- [Stated problem] Copy the material from the line containing "crest badge occupies." through the line containing "[273,14,365,64]", both included, and substitute "Study" for every "Examine". Change nothing else.
** start Supplied material **
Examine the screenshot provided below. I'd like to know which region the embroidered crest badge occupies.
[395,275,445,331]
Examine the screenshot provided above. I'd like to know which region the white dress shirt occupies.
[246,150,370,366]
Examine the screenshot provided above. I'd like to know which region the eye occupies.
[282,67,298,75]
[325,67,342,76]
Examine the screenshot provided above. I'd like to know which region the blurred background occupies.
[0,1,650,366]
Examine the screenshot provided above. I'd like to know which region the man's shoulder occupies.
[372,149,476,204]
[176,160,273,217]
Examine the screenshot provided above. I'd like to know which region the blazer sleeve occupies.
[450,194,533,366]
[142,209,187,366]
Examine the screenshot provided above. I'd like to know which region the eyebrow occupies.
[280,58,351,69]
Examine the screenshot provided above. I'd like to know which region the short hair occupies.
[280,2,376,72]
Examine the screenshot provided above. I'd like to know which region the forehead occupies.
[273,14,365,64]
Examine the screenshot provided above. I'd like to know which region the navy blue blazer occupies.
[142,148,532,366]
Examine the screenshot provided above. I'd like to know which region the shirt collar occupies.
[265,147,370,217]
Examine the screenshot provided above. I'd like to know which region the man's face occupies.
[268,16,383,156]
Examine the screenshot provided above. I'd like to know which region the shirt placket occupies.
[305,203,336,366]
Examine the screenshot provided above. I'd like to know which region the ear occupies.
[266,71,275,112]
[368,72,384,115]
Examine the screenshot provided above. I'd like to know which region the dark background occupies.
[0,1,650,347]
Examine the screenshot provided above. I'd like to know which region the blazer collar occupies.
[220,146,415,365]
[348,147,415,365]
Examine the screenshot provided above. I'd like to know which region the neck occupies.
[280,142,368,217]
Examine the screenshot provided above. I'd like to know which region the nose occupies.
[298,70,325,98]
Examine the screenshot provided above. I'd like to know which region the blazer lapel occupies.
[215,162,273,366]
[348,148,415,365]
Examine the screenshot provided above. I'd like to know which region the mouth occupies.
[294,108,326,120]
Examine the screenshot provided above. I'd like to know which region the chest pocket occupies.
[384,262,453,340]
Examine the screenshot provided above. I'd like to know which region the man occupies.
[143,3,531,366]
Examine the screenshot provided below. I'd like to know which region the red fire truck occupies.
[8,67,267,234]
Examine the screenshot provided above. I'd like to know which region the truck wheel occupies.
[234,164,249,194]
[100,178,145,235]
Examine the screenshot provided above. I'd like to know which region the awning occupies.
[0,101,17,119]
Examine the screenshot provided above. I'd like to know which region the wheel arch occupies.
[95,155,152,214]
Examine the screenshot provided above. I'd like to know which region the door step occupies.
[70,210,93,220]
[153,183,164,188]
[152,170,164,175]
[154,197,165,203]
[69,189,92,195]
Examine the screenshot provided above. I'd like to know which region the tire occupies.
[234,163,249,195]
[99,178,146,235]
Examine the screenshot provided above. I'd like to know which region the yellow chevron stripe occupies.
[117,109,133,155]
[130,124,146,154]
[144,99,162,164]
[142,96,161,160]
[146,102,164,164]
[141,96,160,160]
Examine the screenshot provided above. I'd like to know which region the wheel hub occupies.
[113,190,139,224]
** end Supplied material **
** start Supplied material **
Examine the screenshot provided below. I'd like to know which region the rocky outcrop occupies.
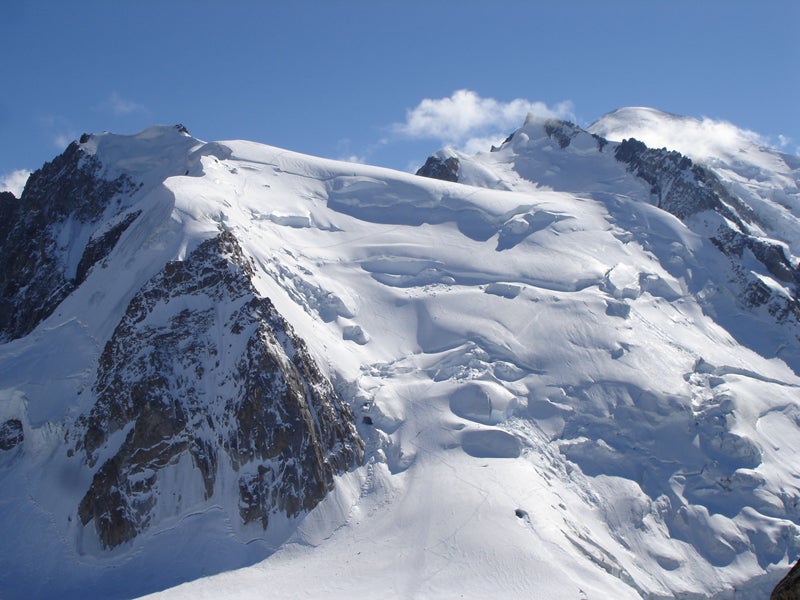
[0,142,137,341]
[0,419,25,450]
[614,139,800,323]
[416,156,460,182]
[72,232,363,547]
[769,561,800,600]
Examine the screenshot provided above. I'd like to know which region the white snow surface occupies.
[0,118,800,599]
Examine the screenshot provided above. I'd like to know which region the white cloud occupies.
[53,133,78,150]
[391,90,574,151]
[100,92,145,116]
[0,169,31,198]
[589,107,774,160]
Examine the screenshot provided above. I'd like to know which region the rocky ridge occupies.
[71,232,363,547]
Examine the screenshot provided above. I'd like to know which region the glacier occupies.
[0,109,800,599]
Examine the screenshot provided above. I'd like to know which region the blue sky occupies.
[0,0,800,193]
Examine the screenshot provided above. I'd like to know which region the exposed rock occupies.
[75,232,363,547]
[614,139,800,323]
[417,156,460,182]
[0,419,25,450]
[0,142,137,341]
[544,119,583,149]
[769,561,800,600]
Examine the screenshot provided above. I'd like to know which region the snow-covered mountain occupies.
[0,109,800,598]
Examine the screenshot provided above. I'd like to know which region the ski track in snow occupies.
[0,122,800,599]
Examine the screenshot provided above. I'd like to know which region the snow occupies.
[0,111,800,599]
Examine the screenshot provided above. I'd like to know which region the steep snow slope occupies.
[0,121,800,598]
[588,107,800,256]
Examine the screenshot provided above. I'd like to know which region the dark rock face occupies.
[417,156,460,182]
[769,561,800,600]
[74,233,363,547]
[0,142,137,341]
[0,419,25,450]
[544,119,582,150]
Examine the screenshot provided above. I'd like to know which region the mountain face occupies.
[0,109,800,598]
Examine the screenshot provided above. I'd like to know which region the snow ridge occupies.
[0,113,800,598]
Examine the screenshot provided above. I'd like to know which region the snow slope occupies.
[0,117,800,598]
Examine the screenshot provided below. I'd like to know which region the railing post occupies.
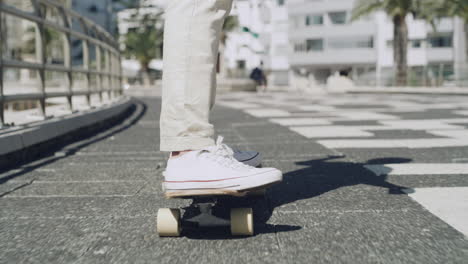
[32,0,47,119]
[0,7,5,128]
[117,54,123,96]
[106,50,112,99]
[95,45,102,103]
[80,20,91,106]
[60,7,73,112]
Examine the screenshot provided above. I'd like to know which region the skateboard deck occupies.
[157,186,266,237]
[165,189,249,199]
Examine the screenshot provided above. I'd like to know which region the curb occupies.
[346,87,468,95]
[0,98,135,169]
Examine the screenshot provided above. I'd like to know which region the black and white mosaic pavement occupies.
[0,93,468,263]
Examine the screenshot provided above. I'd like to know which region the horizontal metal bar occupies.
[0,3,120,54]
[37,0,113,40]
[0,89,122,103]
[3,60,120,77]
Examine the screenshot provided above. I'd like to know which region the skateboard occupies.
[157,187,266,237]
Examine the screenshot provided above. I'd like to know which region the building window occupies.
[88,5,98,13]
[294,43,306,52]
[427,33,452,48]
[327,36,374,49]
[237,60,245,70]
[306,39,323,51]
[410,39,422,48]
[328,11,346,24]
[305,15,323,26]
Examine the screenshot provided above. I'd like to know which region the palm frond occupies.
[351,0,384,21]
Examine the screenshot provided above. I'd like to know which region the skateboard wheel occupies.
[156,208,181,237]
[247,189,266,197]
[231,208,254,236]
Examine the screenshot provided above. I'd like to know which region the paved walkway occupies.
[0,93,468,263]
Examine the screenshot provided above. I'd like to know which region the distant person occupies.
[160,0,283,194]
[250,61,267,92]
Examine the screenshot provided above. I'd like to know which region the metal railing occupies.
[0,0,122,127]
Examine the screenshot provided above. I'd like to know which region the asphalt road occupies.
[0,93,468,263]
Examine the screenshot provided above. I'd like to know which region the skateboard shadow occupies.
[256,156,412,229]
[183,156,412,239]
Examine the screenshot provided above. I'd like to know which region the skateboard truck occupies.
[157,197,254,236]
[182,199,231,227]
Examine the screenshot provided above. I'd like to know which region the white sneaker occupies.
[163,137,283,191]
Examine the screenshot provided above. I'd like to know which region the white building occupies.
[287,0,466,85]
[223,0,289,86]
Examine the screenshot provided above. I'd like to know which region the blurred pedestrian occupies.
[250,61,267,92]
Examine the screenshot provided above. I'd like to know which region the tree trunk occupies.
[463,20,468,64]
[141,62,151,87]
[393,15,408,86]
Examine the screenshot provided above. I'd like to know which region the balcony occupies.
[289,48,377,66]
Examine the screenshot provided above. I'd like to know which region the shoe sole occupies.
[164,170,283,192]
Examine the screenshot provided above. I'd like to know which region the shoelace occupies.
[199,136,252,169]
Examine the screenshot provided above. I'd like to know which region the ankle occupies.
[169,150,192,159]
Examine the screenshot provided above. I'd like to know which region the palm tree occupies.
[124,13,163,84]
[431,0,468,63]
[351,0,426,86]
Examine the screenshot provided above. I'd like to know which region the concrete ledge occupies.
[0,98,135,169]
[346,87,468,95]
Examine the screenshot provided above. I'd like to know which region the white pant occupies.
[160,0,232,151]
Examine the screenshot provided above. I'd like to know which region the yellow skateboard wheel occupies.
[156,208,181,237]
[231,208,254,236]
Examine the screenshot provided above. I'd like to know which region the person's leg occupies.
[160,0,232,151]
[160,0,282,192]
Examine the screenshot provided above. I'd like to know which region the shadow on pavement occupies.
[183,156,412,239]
** end Supplied material **
- [Task response]
Study the screenshot provided below. I'd like to know which region the embroidered crest badge occupies.
[395,275,445,331]
Study the screenshot provided above. I'd like to know which region the white dress shirt occupies.
[246,150,370,366]
Study the screenshot provided above. I'd like to know which region the eye occupies.
[282,67,298,75]
[325,67,342,76]
Study the screenshot provided above. I'd like to know which region the blurred background occupies.
[0,1,650,366]
Study the screenshot provided above. I'd like to know which region the man's shoulder occupies.
[372,149,476,204]
[176,160,273,217]
Study the screenshot provided above. I'd like to know which region the blazer sleeve occupies.
[450,194,533,366]
[142,209,187,366]
Study the screenshot provided above. I'd like to know which region the eyebrow occupies.
[280,58,351,69]
Study the screenshot provided above. I'd like to know which region the short hair occupies.
[280,2,376,72]
Study the screenshot provided above. I'd like to know which region the forehead occupies.
[273,14,365,64]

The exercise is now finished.